Work to do -
**a)** In the forum thread about buying a used 2014 Chevrolet Cruze diesel, how many miles a day does BoilerUpIN say they commute?
**b)** Pick up the forum thread about buying a used 2014 Chevrolet Cruze diesel where it stops, and write what comes next.

>> Begin Source excerpt

# Should I Buy It?



## BoilerUpIN (Oct 26, 2021)

I should add. I commute 82 miles a day at an average speed of about 50-60mph. Highway city mix.


----------



## Blasirl (Mar 31, 2015)

BoilerUpIN said:


> Hey all, been lurking on the forum for a few weeks. Finally signed up. I’m wondering your thoughts on purchasing a 2014 2.0 TD with 105k and a solid car fax report. Regular oil changes and fuel filters. The current owner just had NOX sensor replaced under warranty and had a new DPF put on it as well. It doesn’t appear to have a long history of issues. It has moonroof and pioneer system with advanced safety features as well. Just under 9k











Used 2014 Chevrolet Cruze Diesel Consumer Reviews - 38 Car Reviews | Edmunds


View all 38 consumer vehicle reviews for the Used 2014 Chevrolet Cruze Diesel on Edmunds, or submit your own review of the 2014 Cruze.



www.edmunds.com












Used 2014 Chevrolet Cruze Diesel Review | Edmunds


Edmunds has detailed price information for the Used 2014 Chevrolet Cruze Diesel. Save money on Used 2014 Chevrolet Cruze Diesel models near you. Find detailed gas mileage information, insurance estimates, and more.

>> End Source excerpt
>> Begin Supplied material

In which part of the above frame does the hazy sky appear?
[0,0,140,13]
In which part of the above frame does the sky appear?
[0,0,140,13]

>> End Supplied material

Task-by-task outputs -
**a)** 82 miles a day.

**b)**
www.edmunds.com












2014 Chevrolet Cruze Diesel Review – More Proof That The Gas Cruze Isn’t A Bad Choice


Automotive Sales Data and Statistics




www.goodcarbadcar.net






https://www.kbb.com/chevrolet/cruze/2014/diesel-sedan-4d/










2014 Chevrolet Cruze Diesel review notes


2014 Chevrolet Cruze Diesel review notes




www.autoweek.com


----------



## MP81 (Jul 20, 2015)

BoilerUpIN said:


> I should add. I commute 82 miles a day at an average speed of about 50-60mph. Highway city mix.


The car will absolutely love that condition.


----------



## mkohan (Dec 19, 2015)

Seems like a good match, Was the timing belt and water pump replaced? It is a 100,000mile maintenance item. If it wasn't completed I'd look for a price adjustment as this maintenance is a little over $1,000 at the dealer. Best of luck


----------



## Snipesy (Dec 7, 2015)

No. Looks like they dumped it.


----------



## BoilerUpIN (Oct 26, 2021)

mkohan said:


> Seems like a good match, Was the timing belt and water pump replaced? It is a 100,000mile maintenance item. If it wasn't completed I'd look for a price adjustment as this maintenance is a little over $1,000 at the dealer. Best of luck


Water pump was replaced at 80k (25k ago), no notes about timing belt though. It started its life as a fleet vehicle up until about 85k.


----------



## mkohan (Dec 19, 2015)

Snipesy really knows these vehicles and has helped many sort out problems. I would trust his opinion. If he says no, I'd walk away. Replacing the DPF is flag that would really need to be looked into.


----------



## BoilerUpIN (Oct 26, 2021)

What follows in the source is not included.